--- WRITTEN EXERCISE ---
Return the lines of the items that follow without any changes.

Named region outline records
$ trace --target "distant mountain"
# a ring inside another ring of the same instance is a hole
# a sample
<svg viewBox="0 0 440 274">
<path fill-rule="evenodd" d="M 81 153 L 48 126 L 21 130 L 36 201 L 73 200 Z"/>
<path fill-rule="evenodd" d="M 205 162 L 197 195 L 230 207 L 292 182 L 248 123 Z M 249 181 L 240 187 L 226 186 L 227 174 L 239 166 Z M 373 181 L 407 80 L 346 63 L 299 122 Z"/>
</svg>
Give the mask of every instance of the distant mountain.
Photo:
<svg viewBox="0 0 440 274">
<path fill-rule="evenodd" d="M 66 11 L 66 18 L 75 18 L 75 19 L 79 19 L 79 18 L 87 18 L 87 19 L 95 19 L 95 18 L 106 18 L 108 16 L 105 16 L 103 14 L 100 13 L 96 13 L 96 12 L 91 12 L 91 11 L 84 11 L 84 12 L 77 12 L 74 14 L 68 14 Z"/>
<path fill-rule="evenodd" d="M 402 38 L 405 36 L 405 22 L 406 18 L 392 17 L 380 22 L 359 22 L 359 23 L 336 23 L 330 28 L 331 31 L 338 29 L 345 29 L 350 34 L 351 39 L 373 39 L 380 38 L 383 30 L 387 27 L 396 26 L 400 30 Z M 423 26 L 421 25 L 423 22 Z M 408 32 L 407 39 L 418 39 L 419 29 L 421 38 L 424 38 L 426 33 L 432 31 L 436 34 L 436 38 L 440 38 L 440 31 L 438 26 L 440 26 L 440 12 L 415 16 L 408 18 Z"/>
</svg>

--- RESPONSE TO THIS EXERCISE ---
$ trace --target "distant mountain"
# a ring inside another ring of the same instance is a hole
# a sample
<svg viewBox="0 0 440 274">
<path fill-rule="evenodd" d="M 81 153 L 48 126 L 21 130 L 36 201 L 73 200 Z"/>
<path fill-rule="evenodd" d="M 205 162 L 197 195 L 230 207 L 292 182 L 248 123 Z M 249 181 L 240 187 L 226 186 L 227 174 L 239 166 Z M 373 181 L 407 80 L 346 63 L 299 122 Z"/>
</svg>
Give the mask of every instance of the distant mountain.
Photo:
<svg viewBox="0 0 440 274">
<path fill-rule="evenodd" d="M 66 11 L 66 18 L 75 18 L 75 19 L 79 19 L 79 18 L 87 18 L 87 19 L 95 19 L 95 18 L 106 18 L 108 16 L 105 16 L 103 14 L 100 13 L 96 13 L 96 12 L 91 12 L 91 11 L 84 11 L 84 12 L 77 12 L 74 14 L 68 14 Z"/>
<path fill-rule="evenodd" d="M 402 38 L 405 36 L 405 22 L 406 18 L 392 17 L 380 22 L 359 22 L 359 23 L 336 23 L 330 28 L 331 31 L 338 29 L 345 29 L 350 34 L 351 39 L 373 39 L 380 38 L 383 30 L 387 27 L 396 26 L 400 30 Z M 423 26 L 421 25 L 423 22 Z M 408 32 L 407 39 L 418 39 L 419 29 L 421 38 L 424 38 L 426 33 L 432 31 L 436 34 L 436 38 L 440 38 L 440 31 L 438 26 L 440 26 L 440 12 L 415 16 L 408 18 Z"/>
</svg>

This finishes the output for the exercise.